■ **Passage given**

- Born: Nancy Jane Dolman September 26, 1951 Toronto, Ontario, Canada
- Died: August 21, 2010 (aged 58) Pacific Palisades, California, U.S.
- Education: University of Western Ontario
- Occupations: Actress, singer
- Years active: 1970–1985
- Spouse: Martin Short ​(m. 1980)​
- Children: 3
- Relatives: Jack Dolman (nephew)

= Nancy Dolman =

Canadian actress and singer (1951–2010)

Nancy Jane Dolman Short (September 26, 1951 – August 21, 2010) was a Canadian comedic actress and singer. She had a recurring role as Annie Selig Tate on the ABC sitcom Soap. She appeared in her husband Martin Short's 1985 cable television special Martin Short: Concert for the North Americas.

==Life and career==
Dolman was born in Toronto. Her brother is director Bob Dolman. Dolman performed in the Canadian Rock Theatre production of Jesus Christ Superstar in the early 1970s, which travelled to Las Vegas and Los Angeles, and recorded an album with the group at MGM while they were in Los Angeles.

■ **Your tasks**
a) In the Nancy Dolman biography, what recurring role did she play on the ABC sitcom Soap?
b) Please list every family member of Nancy Dolman who is named in the Nancy Dolman biography, with each one's relation to her.

■ **Given data**
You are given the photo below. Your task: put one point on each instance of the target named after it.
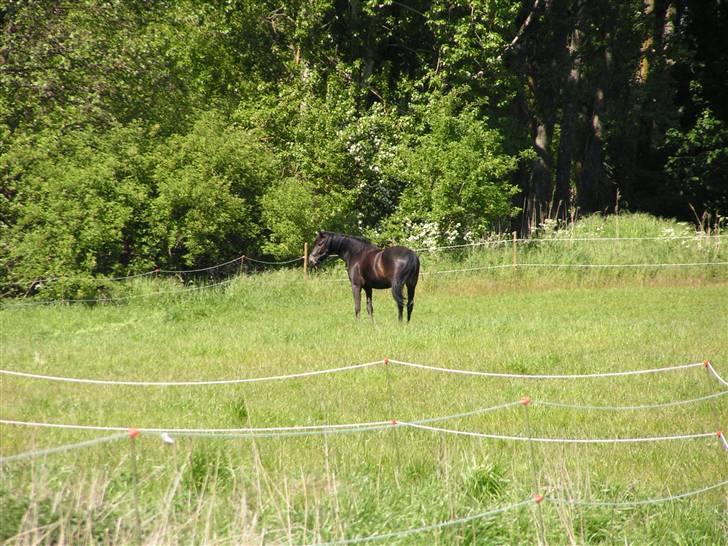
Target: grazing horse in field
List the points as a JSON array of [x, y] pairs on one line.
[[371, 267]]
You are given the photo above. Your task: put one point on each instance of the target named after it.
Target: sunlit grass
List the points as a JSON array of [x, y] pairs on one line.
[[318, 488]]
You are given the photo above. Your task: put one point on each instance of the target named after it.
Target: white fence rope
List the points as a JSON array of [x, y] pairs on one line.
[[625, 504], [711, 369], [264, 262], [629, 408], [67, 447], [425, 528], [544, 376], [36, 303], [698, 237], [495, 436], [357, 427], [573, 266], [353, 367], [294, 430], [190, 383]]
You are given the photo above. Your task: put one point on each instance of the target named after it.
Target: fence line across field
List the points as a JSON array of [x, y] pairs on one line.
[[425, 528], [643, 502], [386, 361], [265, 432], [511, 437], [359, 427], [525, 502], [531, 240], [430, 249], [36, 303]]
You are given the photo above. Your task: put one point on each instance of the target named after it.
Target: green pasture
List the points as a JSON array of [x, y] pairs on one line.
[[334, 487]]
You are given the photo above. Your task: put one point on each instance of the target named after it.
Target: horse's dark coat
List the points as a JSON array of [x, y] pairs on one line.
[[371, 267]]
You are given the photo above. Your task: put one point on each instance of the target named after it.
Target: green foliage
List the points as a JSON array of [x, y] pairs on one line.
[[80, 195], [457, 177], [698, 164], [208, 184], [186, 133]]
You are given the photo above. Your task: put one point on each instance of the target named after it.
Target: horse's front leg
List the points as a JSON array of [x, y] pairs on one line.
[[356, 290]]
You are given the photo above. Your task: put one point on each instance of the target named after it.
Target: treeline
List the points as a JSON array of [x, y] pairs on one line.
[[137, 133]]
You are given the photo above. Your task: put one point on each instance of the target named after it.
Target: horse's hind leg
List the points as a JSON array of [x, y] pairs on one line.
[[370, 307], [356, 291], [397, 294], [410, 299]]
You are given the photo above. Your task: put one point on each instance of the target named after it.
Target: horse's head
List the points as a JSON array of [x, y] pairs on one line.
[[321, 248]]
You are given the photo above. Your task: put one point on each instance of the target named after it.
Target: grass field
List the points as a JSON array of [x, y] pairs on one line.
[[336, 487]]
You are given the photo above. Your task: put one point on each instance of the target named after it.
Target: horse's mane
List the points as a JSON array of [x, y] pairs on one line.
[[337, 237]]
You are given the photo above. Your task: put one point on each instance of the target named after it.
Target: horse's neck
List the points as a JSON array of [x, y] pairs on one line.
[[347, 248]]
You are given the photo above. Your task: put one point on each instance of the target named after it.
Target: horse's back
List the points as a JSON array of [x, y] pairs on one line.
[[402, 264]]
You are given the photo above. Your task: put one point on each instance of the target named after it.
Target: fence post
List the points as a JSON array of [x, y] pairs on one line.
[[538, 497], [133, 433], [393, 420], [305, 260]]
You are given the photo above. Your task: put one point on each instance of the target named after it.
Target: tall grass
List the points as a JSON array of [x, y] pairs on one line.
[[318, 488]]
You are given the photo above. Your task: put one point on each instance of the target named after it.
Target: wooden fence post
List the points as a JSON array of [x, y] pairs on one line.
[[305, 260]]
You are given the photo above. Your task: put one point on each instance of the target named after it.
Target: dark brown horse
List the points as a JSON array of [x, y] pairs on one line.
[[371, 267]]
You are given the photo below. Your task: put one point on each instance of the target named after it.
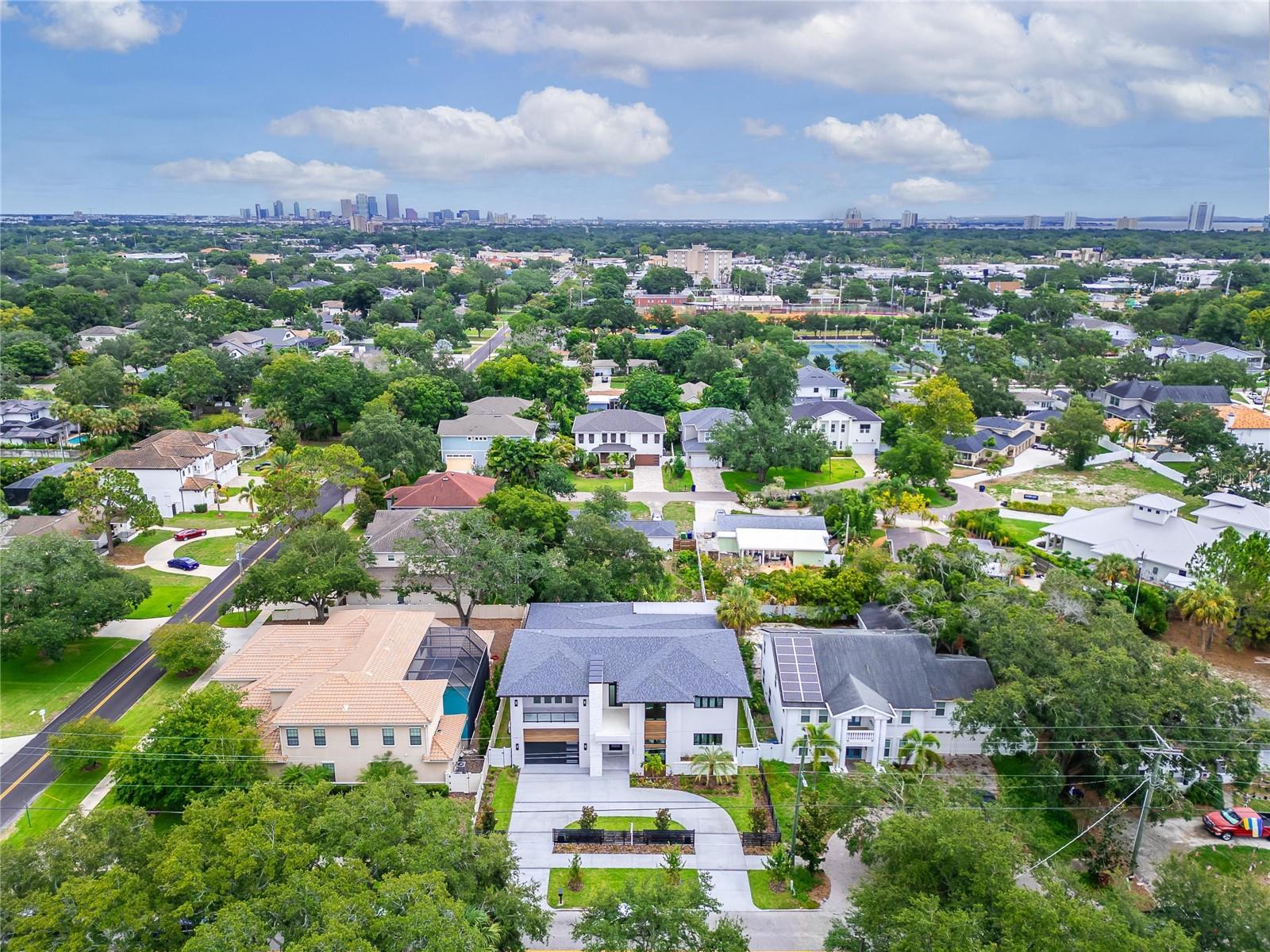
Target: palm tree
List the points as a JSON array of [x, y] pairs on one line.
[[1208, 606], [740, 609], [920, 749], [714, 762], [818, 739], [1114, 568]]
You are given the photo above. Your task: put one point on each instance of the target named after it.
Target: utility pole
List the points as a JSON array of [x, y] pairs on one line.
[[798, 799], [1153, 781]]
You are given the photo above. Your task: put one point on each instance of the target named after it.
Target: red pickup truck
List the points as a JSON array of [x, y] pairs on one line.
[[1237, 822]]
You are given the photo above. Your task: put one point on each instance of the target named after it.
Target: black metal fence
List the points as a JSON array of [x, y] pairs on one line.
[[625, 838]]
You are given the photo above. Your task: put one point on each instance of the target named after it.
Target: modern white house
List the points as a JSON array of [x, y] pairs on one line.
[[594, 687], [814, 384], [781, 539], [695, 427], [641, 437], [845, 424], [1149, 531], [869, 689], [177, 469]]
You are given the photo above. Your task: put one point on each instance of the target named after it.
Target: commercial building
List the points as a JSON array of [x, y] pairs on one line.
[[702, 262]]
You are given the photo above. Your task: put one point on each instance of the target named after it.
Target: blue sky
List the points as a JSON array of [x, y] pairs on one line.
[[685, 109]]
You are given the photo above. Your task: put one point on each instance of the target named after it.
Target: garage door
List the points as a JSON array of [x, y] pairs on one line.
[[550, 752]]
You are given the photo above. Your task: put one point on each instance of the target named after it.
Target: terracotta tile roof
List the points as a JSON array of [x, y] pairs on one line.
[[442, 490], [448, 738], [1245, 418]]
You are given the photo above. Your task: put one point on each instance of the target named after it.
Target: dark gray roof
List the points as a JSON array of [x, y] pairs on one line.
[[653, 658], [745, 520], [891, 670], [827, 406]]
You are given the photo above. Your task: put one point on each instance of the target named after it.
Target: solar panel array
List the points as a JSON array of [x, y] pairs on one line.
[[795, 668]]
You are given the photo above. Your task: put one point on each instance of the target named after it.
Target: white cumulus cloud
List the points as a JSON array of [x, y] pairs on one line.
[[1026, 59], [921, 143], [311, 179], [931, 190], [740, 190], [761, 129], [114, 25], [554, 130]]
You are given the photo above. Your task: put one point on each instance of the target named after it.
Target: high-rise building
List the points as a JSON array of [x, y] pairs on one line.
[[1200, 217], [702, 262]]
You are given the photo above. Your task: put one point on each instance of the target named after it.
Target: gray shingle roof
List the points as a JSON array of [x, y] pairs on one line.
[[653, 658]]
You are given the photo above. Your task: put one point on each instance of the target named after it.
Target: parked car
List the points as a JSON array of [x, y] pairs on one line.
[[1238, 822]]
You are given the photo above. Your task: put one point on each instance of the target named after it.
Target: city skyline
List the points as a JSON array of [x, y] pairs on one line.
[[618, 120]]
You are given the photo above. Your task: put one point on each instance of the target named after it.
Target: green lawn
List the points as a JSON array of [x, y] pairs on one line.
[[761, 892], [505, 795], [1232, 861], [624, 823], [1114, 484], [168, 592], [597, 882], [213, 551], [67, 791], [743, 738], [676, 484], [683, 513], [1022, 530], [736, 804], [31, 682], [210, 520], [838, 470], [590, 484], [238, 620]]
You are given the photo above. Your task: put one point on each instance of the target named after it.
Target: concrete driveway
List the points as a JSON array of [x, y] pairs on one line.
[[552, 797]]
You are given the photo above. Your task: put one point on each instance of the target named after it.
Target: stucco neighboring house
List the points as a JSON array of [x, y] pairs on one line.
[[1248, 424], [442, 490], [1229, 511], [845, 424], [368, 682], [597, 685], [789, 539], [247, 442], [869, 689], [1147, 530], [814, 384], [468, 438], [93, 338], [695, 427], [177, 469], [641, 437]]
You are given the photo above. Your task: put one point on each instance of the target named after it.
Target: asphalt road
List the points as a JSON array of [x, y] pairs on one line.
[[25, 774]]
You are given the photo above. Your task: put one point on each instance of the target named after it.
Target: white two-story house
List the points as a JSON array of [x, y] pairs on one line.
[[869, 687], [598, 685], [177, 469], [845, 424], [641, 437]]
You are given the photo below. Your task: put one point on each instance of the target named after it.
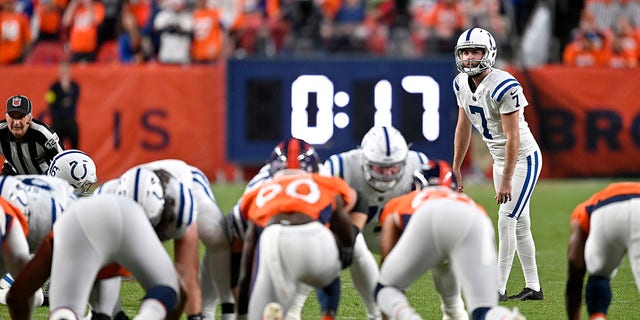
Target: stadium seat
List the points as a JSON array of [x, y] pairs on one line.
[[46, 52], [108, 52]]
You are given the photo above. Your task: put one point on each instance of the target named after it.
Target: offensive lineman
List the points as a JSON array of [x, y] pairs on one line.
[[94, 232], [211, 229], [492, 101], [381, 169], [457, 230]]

==

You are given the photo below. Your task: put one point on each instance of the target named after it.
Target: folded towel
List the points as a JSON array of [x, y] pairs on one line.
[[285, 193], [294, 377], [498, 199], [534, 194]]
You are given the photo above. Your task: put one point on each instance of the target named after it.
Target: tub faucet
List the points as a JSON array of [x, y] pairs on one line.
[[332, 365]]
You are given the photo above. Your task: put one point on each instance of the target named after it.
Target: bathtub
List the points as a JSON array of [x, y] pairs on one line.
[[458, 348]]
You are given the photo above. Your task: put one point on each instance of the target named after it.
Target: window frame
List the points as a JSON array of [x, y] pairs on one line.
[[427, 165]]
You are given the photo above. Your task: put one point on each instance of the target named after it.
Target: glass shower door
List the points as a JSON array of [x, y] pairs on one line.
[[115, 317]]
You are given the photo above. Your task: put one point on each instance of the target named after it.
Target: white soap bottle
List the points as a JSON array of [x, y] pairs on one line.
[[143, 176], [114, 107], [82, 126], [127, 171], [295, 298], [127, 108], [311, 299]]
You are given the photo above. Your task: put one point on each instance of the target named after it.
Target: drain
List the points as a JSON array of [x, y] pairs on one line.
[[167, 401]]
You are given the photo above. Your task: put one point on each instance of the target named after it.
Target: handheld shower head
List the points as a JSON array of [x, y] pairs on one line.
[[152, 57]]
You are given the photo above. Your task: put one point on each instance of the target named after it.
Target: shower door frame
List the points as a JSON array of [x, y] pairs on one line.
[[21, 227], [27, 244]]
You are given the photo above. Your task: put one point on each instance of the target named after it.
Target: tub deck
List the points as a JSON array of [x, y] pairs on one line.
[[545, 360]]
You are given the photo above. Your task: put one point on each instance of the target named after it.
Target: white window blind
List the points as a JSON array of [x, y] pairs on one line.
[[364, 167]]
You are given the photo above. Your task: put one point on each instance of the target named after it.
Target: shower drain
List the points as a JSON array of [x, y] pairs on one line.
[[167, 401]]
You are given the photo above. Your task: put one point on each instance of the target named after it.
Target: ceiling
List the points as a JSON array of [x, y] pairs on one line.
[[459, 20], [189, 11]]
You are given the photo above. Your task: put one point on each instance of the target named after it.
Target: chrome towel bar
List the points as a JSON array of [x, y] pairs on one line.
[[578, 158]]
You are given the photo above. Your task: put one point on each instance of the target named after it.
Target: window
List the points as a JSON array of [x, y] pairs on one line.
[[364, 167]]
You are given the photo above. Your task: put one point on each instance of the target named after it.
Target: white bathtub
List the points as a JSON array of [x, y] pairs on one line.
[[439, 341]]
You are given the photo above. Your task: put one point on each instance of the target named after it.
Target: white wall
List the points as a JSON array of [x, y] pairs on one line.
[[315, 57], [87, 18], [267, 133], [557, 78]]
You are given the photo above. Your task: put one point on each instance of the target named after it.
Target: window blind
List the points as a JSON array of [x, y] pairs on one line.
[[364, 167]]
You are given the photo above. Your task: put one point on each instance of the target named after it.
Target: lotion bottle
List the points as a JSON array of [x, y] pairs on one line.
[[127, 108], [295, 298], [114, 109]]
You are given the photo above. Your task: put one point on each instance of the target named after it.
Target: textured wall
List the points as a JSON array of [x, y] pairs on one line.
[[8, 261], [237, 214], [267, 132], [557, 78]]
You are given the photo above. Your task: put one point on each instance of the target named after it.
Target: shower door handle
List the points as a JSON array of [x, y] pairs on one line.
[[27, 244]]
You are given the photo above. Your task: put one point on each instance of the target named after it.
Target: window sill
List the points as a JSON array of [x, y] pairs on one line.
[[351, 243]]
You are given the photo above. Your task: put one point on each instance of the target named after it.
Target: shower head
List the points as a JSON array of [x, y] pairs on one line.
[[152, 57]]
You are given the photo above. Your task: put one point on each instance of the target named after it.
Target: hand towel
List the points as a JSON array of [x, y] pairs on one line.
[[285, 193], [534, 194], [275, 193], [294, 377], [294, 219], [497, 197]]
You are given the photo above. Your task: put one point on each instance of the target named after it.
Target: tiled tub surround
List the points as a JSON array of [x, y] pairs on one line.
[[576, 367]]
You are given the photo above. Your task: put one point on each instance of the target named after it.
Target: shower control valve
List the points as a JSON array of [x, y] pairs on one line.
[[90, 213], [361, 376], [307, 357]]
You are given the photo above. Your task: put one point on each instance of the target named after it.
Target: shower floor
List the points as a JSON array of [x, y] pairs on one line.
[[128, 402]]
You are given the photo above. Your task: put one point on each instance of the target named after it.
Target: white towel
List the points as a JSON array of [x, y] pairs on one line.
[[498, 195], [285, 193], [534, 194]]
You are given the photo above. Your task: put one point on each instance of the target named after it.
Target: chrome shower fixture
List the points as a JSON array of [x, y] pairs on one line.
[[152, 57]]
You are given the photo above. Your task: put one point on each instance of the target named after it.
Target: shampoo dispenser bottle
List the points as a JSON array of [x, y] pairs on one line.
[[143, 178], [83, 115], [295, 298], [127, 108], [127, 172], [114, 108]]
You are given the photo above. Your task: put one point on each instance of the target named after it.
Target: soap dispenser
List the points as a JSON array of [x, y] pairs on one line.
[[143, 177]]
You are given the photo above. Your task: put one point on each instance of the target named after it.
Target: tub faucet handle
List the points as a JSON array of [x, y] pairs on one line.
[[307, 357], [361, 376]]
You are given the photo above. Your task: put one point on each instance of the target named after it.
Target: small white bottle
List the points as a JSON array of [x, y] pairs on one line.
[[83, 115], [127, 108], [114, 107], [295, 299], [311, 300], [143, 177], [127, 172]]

==

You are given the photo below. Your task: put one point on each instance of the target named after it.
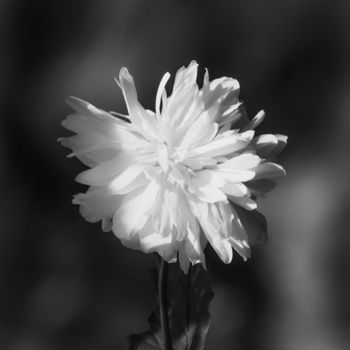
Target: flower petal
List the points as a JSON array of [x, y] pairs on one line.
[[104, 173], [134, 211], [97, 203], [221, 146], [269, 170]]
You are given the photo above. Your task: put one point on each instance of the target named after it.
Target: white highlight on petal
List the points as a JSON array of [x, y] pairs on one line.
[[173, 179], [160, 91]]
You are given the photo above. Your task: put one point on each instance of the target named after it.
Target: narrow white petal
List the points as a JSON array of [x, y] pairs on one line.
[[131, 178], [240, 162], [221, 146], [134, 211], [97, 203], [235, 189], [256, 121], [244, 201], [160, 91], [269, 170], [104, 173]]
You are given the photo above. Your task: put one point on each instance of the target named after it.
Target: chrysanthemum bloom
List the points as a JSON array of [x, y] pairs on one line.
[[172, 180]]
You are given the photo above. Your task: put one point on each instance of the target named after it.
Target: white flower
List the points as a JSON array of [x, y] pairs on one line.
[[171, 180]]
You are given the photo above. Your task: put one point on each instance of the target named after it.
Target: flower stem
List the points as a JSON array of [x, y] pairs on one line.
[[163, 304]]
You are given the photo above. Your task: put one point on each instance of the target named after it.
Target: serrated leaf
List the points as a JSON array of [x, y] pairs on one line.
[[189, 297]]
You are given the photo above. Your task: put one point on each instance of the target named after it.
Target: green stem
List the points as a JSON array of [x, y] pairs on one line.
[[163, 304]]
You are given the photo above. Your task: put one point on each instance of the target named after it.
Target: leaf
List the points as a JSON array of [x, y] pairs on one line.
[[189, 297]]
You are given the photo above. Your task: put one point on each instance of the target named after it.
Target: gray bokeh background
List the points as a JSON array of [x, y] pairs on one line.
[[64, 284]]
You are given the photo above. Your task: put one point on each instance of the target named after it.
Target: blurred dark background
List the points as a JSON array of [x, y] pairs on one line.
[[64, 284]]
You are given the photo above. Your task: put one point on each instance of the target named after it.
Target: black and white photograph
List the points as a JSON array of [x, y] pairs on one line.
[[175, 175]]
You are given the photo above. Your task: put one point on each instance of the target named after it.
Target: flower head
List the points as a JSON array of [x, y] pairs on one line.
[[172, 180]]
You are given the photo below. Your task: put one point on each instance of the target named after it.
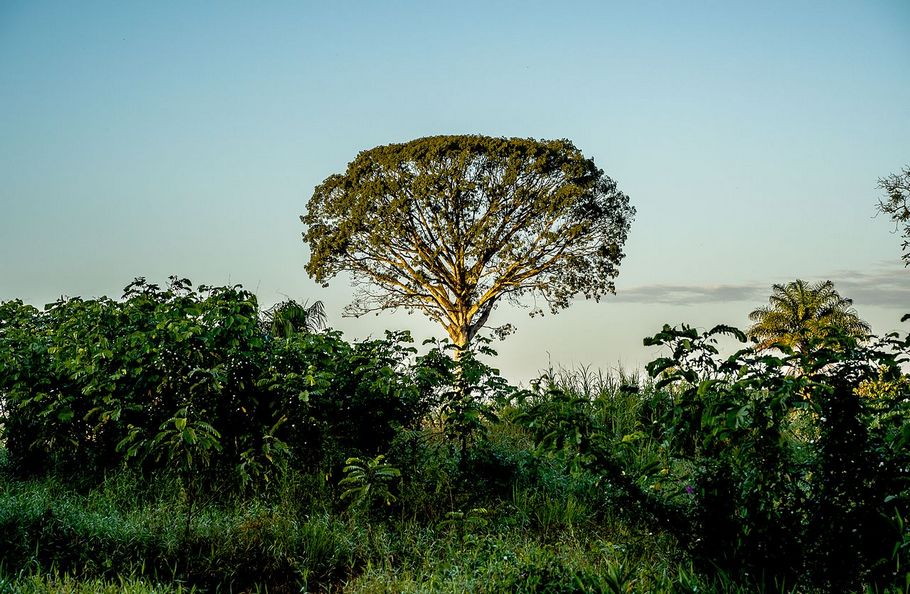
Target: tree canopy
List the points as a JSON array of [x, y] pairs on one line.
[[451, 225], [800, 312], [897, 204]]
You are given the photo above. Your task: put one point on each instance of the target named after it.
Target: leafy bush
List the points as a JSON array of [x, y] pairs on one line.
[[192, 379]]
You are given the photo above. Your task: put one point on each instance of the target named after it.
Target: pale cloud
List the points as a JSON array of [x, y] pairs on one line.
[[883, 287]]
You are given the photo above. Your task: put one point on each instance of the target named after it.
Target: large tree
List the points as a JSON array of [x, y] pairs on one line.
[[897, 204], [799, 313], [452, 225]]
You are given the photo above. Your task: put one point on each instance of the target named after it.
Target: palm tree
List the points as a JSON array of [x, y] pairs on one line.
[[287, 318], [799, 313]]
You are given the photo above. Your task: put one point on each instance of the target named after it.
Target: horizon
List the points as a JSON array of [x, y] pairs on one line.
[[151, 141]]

■ **Response list**
a) Annie Selig Tate

b)
- Martin Short (husband)
- Jack Dolman (nephew)
- Bob Dolman (brother)